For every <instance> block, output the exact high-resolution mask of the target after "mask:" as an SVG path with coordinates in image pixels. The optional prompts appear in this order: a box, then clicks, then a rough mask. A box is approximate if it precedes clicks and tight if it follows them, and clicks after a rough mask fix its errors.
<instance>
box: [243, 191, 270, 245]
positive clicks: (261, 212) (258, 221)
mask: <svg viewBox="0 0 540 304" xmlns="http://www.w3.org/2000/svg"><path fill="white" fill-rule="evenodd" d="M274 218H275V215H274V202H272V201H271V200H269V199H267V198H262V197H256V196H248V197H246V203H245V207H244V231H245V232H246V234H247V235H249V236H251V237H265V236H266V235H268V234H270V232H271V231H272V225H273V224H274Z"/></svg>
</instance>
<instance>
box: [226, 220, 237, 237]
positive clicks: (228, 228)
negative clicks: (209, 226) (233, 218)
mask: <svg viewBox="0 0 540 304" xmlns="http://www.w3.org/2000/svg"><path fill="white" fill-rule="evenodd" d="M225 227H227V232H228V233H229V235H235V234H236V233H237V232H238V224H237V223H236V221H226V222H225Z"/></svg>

» Work instruction
Return the lines above, from the one containing "positive clicks: (261, 212) (258, 221)" to the end, exactly as they stand.

» Response box
positive clicks: (261, 212) (258, 221)
mask: <svg viewBox="0 0 540 304" xmlns="http://www.w3.org/2000/svg"><path fill="white" fill-rule="evenodd" d="M274 218H275V215H274V202H272V201H271V200H269V199H267V198H262V197H256V196H248V197H246V203H245V207H244V231H245V232H246V234H247V235H249V236H251V237H265V236H266V235H268V234H270V232H271V231H272V225H273V224H274Z"/></svg>
</instance>
<instance>
box: [226, 220, 237, 237]
positive clicks: (228, 228)
negative clicks: (209, 226) (233, 218)
mask: <svg viewBox="0 0 540 304" xmlns="http://www.w3.org/2000/svg"><path fill="white" fill-rule="evenodd" d="M225 227H227V232H228V233H229V235H235V234H236V233H237V232H238V224H237V223H236V221H226V222H225Z"/></svg>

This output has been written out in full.